#### Dataset extract

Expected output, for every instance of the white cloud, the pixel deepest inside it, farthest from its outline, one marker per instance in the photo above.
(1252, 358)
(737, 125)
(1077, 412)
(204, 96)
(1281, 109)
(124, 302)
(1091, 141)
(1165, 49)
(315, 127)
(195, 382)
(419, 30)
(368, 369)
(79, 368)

########

■ **What needs to be done**: Rewrite the material with "white cloud" changed to "pale gray cloud" and leave everything else as it is.

■ **Full solution**:
Expected output, for every instance of the pale gray cloud, the pixel deepest inside it, farthest from its outline, one marker per instance in the photo above.
(1252, 358)
(737, 125)
(1077, 412)
(204, 96)
(1281, 109)
(124, 302)
(1091, 141)
(1165, 49)
(315, 127)
(195, 382)
(419, 30)
(368, 369)
(79, 368)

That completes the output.